[Raw records]
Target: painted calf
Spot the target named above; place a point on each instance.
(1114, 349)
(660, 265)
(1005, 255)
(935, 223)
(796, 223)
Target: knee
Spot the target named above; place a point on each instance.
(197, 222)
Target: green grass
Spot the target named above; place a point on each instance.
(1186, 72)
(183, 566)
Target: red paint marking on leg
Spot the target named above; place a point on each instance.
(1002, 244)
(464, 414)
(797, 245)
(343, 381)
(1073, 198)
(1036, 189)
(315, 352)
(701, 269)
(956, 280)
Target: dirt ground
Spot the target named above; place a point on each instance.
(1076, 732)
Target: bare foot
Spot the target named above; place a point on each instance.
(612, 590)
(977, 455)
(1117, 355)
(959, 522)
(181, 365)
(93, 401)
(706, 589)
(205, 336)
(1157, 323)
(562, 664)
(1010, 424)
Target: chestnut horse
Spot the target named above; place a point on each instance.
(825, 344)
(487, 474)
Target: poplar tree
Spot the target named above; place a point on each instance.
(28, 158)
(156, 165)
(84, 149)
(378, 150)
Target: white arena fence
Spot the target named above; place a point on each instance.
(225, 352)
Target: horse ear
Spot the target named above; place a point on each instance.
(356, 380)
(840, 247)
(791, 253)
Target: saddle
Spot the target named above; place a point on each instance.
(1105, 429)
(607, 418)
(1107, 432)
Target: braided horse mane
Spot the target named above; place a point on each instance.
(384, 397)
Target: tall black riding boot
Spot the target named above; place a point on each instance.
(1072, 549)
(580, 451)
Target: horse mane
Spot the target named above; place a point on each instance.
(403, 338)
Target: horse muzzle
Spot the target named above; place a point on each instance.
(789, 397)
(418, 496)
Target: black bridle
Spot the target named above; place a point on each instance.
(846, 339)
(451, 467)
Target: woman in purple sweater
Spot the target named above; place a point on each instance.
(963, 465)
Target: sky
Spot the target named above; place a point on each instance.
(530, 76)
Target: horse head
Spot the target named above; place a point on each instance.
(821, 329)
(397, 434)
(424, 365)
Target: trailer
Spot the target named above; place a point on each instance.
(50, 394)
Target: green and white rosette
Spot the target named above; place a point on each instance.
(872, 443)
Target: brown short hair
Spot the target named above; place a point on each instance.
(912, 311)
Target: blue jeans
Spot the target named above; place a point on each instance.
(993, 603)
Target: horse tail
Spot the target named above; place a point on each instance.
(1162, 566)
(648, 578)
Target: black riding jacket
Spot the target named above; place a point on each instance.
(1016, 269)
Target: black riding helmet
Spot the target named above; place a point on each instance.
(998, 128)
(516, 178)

**EXERCISE DIRECTIONS**
Retype all of the entries above line for line, changing nothing.

**SOLVED EXERCISE**
Target: painted calf
Spot the target named above; place a point on each instance.
(1114, 349)
(660, 265)
(1005, 255)
(935, 223)
(796, 223)
Target: knee
Spot the target named above; place a point on each instance.
(197, 222)
Target: green grass
Spot the target named above; place a point on each instance.
(1186, 72)
(183, 566)
Target: red paint marking on leg
Spot the target named above; place a point on each instance.
(1002, 244)
(464, 414)
(797, 245)
(343, 381)
(1073, 198)
(1036, 189)
(315, 352)
(701, 269)
(956, 280)
Target: dirt ground
Spot the target named above; place a point on each instance.
(1076, 732)
Target: bare foot
Spot the target named above; place a point on each instance.
(612, 590)
(977, 455)
(1117, 355)
(959, 522)
(181, 365)
(93, 401)
(706, 589)
(205, 336)
(1157, 323)
(562, 664)
(1010, 424)
Target: chestnut horse
Spot the target named above; place a point on each instance.
(825, 344)
(487, 474)
Target: poplar tree
Spot the target named above; place a point on each instance.
(28, 158)
(156, 165)
(84, 149)
(378, 150)
Target: white arena fence
Spot the target named above; place a point on each instance.
(225, 352)
Target: horse ear
Spot the target named above; place a point on each instance.
(356, 380)
(840, 247)
(791, 253)
Target: saddle
Spot the target named above; place a point on each instance.
(1105, 429)
(607, 418)
(1107, 432)
Target: braided horse mane
Spot the target named above; place a point on each instance.
(384, 397)
Target: tall black riding boot
Spot the target named above; place a point on each instance.
(1072, 549)
(580, 451)
Target: horse mane
Spot the target named above; place a point on each instance.
(403, 338)
Target: horse muzzle
Spot the target named above; place a point on each instance.
(789, 397)
(418, 496)
Target: black bridle
Spot the target named above; place a point on each instance.
(846, 339)
(451, 467)
Target: woman in purple sweater
Spot the target named above; place a point on each instance.
(963, 465)
Target: sky
Spot the target named above; place a point on each instance.
(530, 76)
Target: horse head
Spot the target named above; place a point on each instance.
(821, 329)
(397, 434)
(424, 365)
Target: trailer
Spot the target named above; place a point on each instance.
(50, 394)
Target: green and white rosette
Spot the target named above; place a point on each instance.
(872, 443)
Target: brown short hair
Spot the target named above; place a point on each instance.
(912, 311)
Target: blue jeans
Spot the target named above; place a point on each instance.
(993, 603)
Target: horse tail
Spot the target named above; place a point on each instance.
(1162, 566)
(648, 578)
Target: black riding jacket
Spot the target named above; place a point on each instance.
(1016, 269)
Target: black riding helmet
Spot the target named above; place a point on each instance.
(998, 128)
(516, 178)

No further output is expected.